Task instructions:
Rescale the data below, reproducing every line from the one containing "If you could mark the blurred background" through the end, requests included, with each point coordinate in the answers multiplied by 0.55 and rounded to a whole number, halves up. Leave the pictures out.

--- START Information given ---

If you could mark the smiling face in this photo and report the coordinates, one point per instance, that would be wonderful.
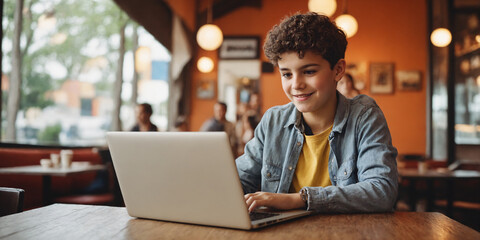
(309, 82)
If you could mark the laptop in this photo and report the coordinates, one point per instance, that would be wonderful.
(186, 177)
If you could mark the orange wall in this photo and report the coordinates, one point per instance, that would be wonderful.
(386, 34)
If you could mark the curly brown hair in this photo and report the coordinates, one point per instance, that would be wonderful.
(304, 32)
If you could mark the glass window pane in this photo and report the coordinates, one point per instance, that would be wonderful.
(69, 60)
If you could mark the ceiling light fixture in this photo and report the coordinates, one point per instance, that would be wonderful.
(347, 22)
(326, 7)
(205, 64)
(209, 36)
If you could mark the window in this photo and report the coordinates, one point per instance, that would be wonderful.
(69, 53)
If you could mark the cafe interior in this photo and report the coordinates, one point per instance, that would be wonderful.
(419, 60)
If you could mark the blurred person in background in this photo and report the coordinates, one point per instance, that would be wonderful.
(219, 123)
(143, 112)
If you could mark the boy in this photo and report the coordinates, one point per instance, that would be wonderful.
(321, 152)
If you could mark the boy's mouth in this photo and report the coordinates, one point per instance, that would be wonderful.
(302, 97)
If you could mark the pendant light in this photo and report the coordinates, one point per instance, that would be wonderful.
(347, 22)
(205, 64)
(209, 36)
(326, 7)
(441, 37)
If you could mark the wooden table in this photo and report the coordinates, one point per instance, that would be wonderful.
(47, 173)
(65, 221)
(429, 176)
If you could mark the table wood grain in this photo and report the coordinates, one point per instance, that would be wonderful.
(77, 167)
(68, 221)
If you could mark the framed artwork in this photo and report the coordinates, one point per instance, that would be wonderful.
(358, 70)
(409, 80)
(245, 47)
(206, 89)
(381, 78)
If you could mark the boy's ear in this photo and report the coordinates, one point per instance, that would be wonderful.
(339, 69)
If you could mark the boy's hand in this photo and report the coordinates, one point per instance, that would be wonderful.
(282, 201)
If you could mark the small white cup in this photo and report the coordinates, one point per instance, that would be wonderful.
(55, 160)
(46, 163)
(66, 157)
(422, 167)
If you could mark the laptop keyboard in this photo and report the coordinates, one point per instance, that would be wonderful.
(261, 215)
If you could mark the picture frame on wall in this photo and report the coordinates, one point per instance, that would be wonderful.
(381, 78)
(409, 80)
(206, 89)
(244, 47)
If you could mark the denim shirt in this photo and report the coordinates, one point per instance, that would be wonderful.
(362, 162)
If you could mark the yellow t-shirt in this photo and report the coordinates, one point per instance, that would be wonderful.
(312, 166)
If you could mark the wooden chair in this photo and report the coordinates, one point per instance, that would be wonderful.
(11, 200)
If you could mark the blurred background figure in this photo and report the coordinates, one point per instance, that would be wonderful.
(248, 116)
(346, 86)
(219, 123)
(180, 125)
(143, 113)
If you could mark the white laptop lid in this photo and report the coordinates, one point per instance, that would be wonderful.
(186, 177)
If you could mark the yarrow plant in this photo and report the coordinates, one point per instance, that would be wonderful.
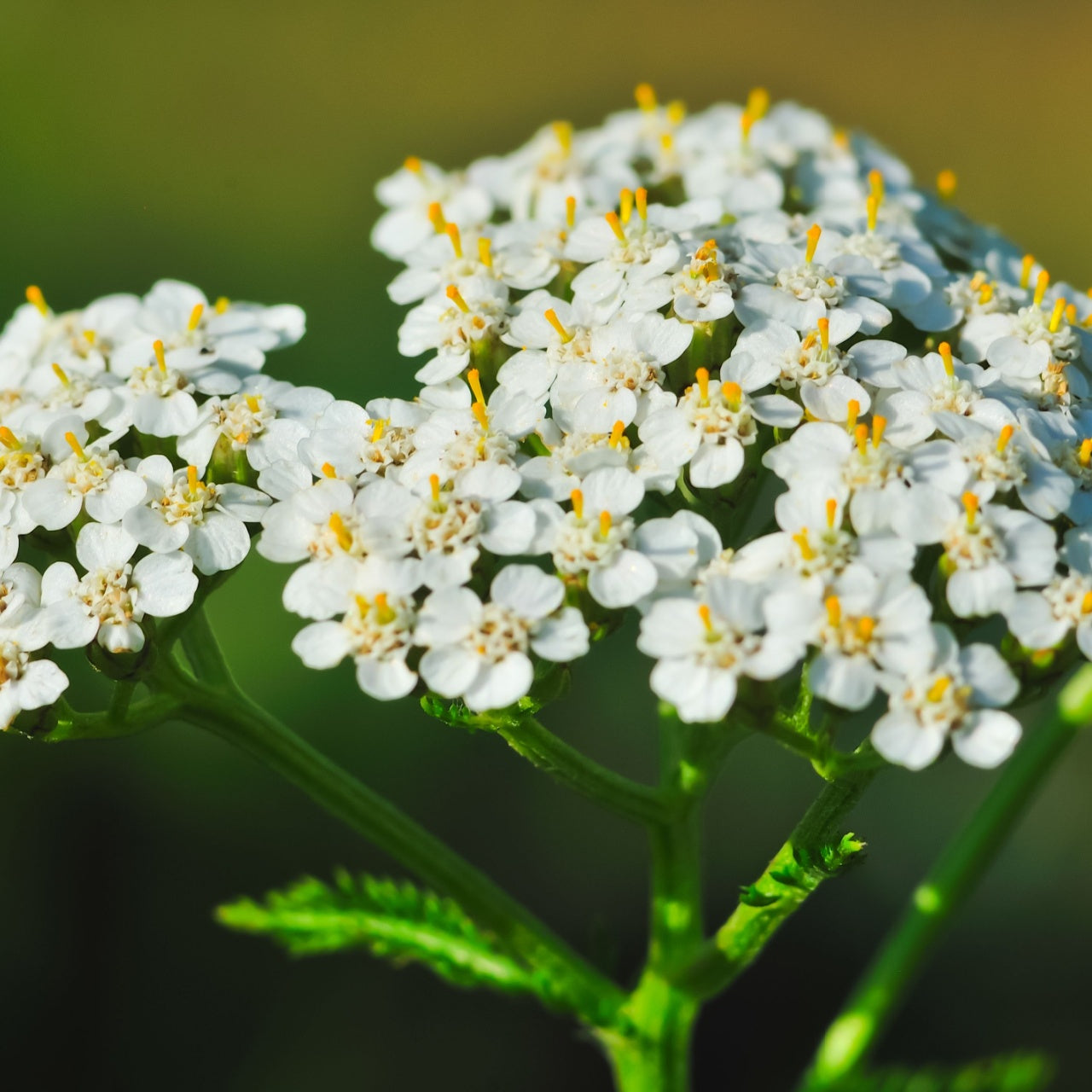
(729, 373)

--- END Information given ---

The answer:
If you could mark the blurred background figure in this photo and report the coordinates, one point per instance, that would be wonderful.
(136, 64)
(190, 47)
(120, 68)
(99, 69)
(79, 62)
If you could mark the white laptop lid in this photo and report the coordinates, one point per instance, that would be wonderful.
(102, 97)
If you could mark the yarrow plant in this photo and report the coordinates, one point per instance, that would be wonderful.
(401, 205)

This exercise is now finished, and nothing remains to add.